About this task:
Answer these questions from the text on underreported news stories below.
(a) For how many years has Project Censored released its annual list?
(b) On which website did Elliot D. Cohen's piece on Internet freedom appear?
(c) On what date did the Senate approve the amendment sponsored by Sen. Susan Collins?

Text section:
※ ※ ※
Ten news stories of the year, underreported by US corporate media


Dick Cheney and Halliburton, cartoon

From Bohemian.com in the USA:

Fit to Print

The top censored news stories of 2005-2006

By Peter Phillips, Trish Boreta & Project Censored

For 30 years, Sonoma State University‘s Project Censored has released an annual list of the most important news stories not covered by the corporate media in the United States.

Here again are the top 10 news stories that didn’t make much news.

1. Net Neutrality

Throughout 2005 and this year, a largely underground debate has raged regarding the future of the Internet.

More recently referred to as Net neutrality, the issue has become a tug of war with cable companies on the one hand and consumers and Internet service providers (ISPs) on the other. …

Source: “Web of Deceit: How Internet Freedom Got the Federal Ax, And Why Corporate News Censored the Story,” by Elliot D. Cohen. Buzzflash.com, July 18, 2005.

2. Halliburton and Iran

According to journalist Jason Leopold, sources at Dick Cheney‘s former company, Halliburton, allege that as recently as January 2005, Halliburton sold key components for a nuclear reactor to an Iranian oil development company.

Leopold says his Halliburton sources have intimate knowledge of the business dealings of both Halliburton and Oriental Oil Kish, one of Iran’s largest private oil companies.

Halliburton has a long history of doing business in Iran, starting as early as 1995, when Vice President Cheney was chief executive of the company.

In an attempt to curtail Halliburton and other U.S. companies from engaging in business dealings with rogue nations such as Libya, Iran and Syria, an amendment was approved in the Senate on July 26, 2005.

The amendment, sponsored by Sen. Susan Collins, R-Maine, would penalize companies that continue to skirt U.S. law by setting up offshore subsidiaries as a way to legally conduct business and avoid U.S. sanctions under the International Emergency Economic Powers Act.

A letter, drafted by trade groups representing corporate executives, vehemently objected to the amendment, saying it would lead to further hatred and perhaps incite terrorist attacks on the United States and “greatly strain relations with the United States primary trading partners.”

The letter warned that “foreign governments view U.S. efforts to dictate their foreign and commercial policy as violations of sovereignty often leading them to adopt retaliatory measures more at odds with U.S goals.”

According to Leopold, during a trip to the Middle East in March 1996, Dick Cheney told a group of mostly U.S. businessmen that Congress should ease sanctions in Iran and Libya to foster better relationships, a statement that, in hindsight, is completely hypocritical considering the Bush administration’s foreign policy.

“Let me make a generalized statement about a trend I see in the U.S. Congress that I find disturbing, that applies not only with respect to the Iranian situation but a number of others as well,” Cheney said.

“I think we Americans sometimes make mistakes. . . .

There seems to be an assumption that somehow we know what’s best for everybody else and that we are going to use our economic clout to get everybody else to live the way we would like.”

Cheney was the chief executive of Halliburton Corporation at the time he uttered those words.
※ ※ ※
Supplied records:
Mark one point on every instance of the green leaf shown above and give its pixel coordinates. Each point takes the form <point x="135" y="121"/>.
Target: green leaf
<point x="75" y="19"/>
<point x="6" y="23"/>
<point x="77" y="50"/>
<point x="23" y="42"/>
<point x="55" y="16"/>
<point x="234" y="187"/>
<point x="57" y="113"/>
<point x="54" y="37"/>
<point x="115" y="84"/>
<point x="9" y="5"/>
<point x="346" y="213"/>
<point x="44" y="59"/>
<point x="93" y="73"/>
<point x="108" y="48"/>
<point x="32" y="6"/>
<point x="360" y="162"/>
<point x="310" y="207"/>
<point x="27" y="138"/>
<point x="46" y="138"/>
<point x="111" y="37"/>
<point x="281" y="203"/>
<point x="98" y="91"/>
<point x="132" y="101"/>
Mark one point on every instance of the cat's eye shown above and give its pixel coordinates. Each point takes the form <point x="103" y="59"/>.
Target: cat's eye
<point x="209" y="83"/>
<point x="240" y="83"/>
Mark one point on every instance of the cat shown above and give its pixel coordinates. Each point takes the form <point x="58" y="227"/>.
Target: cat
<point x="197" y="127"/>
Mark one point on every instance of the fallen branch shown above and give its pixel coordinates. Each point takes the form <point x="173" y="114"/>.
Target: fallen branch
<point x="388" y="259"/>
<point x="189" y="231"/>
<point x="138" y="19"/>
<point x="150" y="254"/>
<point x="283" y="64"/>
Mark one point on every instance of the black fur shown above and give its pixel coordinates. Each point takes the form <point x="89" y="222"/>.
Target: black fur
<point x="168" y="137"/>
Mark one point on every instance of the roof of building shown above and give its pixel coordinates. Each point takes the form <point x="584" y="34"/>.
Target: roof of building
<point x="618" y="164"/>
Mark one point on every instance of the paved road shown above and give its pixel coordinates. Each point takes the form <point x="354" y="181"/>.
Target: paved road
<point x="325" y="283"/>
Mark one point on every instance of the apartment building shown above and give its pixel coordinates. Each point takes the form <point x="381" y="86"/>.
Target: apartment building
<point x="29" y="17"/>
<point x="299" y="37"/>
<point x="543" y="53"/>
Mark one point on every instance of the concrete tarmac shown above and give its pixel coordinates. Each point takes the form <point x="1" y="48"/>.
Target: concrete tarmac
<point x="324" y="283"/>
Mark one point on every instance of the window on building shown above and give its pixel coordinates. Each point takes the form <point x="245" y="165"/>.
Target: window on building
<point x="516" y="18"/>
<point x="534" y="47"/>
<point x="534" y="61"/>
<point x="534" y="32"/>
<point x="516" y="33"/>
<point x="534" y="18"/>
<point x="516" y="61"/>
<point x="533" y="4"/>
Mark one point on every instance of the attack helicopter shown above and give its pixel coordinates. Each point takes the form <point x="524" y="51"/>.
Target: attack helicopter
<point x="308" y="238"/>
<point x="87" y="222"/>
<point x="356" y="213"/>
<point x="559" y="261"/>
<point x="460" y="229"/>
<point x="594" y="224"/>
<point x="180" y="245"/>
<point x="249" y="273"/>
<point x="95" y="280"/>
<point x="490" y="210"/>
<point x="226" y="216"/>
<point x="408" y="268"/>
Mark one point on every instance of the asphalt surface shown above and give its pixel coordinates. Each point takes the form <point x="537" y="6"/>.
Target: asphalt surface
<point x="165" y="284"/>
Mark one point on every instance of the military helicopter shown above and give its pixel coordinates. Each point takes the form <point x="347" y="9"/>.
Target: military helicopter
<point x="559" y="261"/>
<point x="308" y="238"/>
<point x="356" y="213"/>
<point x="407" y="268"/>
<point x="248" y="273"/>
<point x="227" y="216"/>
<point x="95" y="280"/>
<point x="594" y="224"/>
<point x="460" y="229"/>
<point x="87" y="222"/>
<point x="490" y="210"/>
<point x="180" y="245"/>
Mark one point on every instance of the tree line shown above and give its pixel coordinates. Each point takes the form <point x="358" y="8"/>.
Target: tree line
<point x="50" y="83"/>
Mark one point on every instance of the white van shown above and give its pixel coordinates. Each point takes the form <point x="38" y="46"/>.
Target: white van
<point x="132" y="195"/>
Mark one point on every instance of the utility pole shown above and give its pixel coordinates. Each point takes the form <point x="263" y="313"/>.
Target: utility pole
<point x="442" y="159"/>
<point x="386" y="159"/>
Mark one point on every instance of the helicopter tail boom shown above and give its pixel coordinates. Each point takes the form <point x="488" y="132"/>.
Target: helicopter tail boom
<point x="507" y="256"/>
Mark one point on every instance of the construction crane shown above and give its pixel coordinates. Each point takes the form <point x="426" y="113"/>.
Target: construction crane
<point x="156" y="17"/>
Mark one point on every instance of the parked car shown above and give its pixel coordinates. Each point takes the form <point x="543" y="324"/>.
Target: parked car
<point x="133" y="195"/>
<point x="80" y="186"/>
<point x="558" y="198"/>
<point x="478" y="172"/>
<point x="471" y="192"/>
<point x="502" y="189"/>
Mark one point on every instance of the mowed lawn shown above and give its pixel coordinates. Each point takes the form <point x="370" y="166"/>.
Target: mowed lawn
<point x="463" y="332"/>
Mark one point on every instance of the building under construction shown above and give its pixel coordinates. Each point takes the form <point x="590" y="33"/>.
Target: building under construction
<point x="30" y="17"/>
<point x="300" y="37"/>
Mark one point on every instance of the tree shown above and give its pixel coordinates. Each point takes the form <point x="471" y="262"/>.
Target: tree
※ ※ ※
Completed task:
(a) 30 years
(b) Buzzflash.com
(c) July 26, 2005